**Written exercise**
Write out all the lines again, precisely as they stand, but without the images.

(Records from a collection)

--------

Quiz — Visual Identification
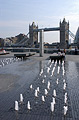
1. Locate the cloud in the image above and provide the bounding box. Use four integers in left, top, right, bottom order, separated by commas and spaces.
0, 20, 29, 27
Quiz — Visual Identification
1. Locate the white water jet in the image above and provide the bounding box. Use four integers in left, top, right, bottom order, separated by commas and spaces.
42, 95, 45, 102
44, 75, 46, 78
47, 67, 50, 73
64, 92, 67, 103
57, 66, 60, 74
52, 97, 56, 104
30, 84, 33, 89
45, 89, 48, 95
51, 102, 54, 112
15, 101, 19, 111
20, 94, 23, 103
56, 78, 59, 85
63, 83, 66, 90
47, 81, 50, 90
63, 79, 66, 83
53, 89, 56, 97
35, 90, 38, 97
42, 79, 45, 83
64, 106, 68, 115
37, 87, 39, 92
27, 101, 31, 110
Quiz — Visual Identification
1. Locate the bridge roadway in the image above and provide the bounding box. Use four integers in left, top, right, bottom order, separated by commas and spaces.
0, 53, 79, 120
33, 27, 60, 32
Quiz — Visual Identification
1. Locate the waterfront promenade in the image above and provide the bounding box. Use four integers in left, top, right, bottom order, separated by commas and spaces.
0, 53, 79, 120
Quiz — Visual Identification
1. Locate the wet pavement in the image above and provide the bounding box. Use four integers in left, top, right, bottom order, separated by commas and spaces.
0, 54, 79, 120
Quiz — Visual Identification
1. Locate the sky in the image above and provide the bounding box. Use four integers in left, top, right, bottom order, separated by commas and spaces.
0, 0, 79, 43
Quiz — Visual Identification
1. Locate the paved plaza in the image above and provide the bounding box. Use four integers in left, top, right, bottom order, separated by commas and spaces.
0, 54, 79, 120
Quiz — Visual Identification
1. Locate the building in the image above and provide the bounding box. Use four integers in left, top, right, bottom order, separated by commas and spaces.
74, 27, 79, 48
60, 18, 69, 49
29, 22, 38, 47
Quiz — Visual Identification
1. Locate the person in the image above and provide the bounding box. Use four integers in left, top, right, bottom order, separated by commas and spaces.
75, 47, 77, 55
64, 49, 66, 54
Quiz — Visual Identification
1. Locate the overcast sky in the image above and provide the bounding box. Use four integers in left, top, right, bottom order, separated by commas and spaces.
0, 0, 79, 43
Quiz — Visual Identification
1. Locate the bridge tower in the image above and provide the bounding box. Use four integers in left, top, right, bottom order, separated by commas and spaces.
29, 22, 38, 47
60, 18, 69, 49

--------

**Task response**
Quiz — Visual Identification
1. Locate the cloud in the image above and provide the bounding box. Use four integers in left, top, right, bottom order, separated by commas and spaces.
0, 20, 29, 27
Quiz — Visual Identification
1. Locate the white water jet in the image above and provide the bounding box. Use four integers in left, top, right, bottom order, separated by commas and spaces.
42, 95, 45, 102
44, 75, 46, 78
47, 67, 50, 73
64, 92, 67, 103
57, 66, 60, 74
52, 97, 56, 104
30, 84, 33, 89
45, 89, 48, 95
51, 102, 54, 112
15, 101, 19, 111
20, 94, 23, 103
56, 78, 59, 85
63, 83, 66, 90
47, 81, 50, 90
63, 79, 66, 83
53, 89, 56, 97
35, 90, 38, 97
42, 79, 45, 83
64, 106, 68, 115
37, 87, 39, 92
27, 101, 31, 110
Quiz — Visual Identification
1. Locate the bridge roadway in the image above and provide the bounding box. Use four integers in left, top, right, bottom order, separated by commas and spaces.
0, 53, 79, 120
33, 27, 60, 32
Quiz — Visual Identification
1. Locate the waterfront promenade in the image above and provide the bounding box. Use four integers in left, top, right, bottom order, separated by commas and spaces.
0, 53, 79, 120
Quiz — Visual Identification
1. Locate the wet pavement in the image above and provide the bounding box. Use four integers in left, top, right, bottom order, separated by commas and spaces.
0, 54, 79, 120
Quiz — Visual Identification
1. Locate the sky in the image above and provide the bounding box. Use four integers in left, top, right, bottom order, separated by commas and spaces.
0, 0, 79, 43
Quiz — Visual Identification
1. Locate the paved plaza in the image above and provide the bounding box. Use four integers in left, top, right, bottom order, separated by commas and spaces.
0, 54, 79, 120
Quiz — Visual Identification
1. Locate the building in the image above and provide the bounding box. Use four integers in left, top, right, bottom order, separated by commas and spaces.
74, 27, 79, 48
60, 18, 69, 49
29, 22, 38, 47
Quiz — Visual Identification
1. Locate the person in the image above and provide the bounding box. Use four integers in left, top, right, bottom order, separated by commas and spaces.
75, 47, 77, 55
64, 49, 66, 54
Quiz — Visual Identification
1. Locate the overcast sky in the image above and provide the bounding box. Use four integers in left, top, right, bottom order, separated by commas and spaces.
0, 0, 79, 43
Quiz — Visual Identification
1. Locate the bridge tower in the image above and provide the bounding box. Use four integers in left, top, right, bottom order, separated by commas and spaces.
29, 22, 38, 47
60, 18, 69, 49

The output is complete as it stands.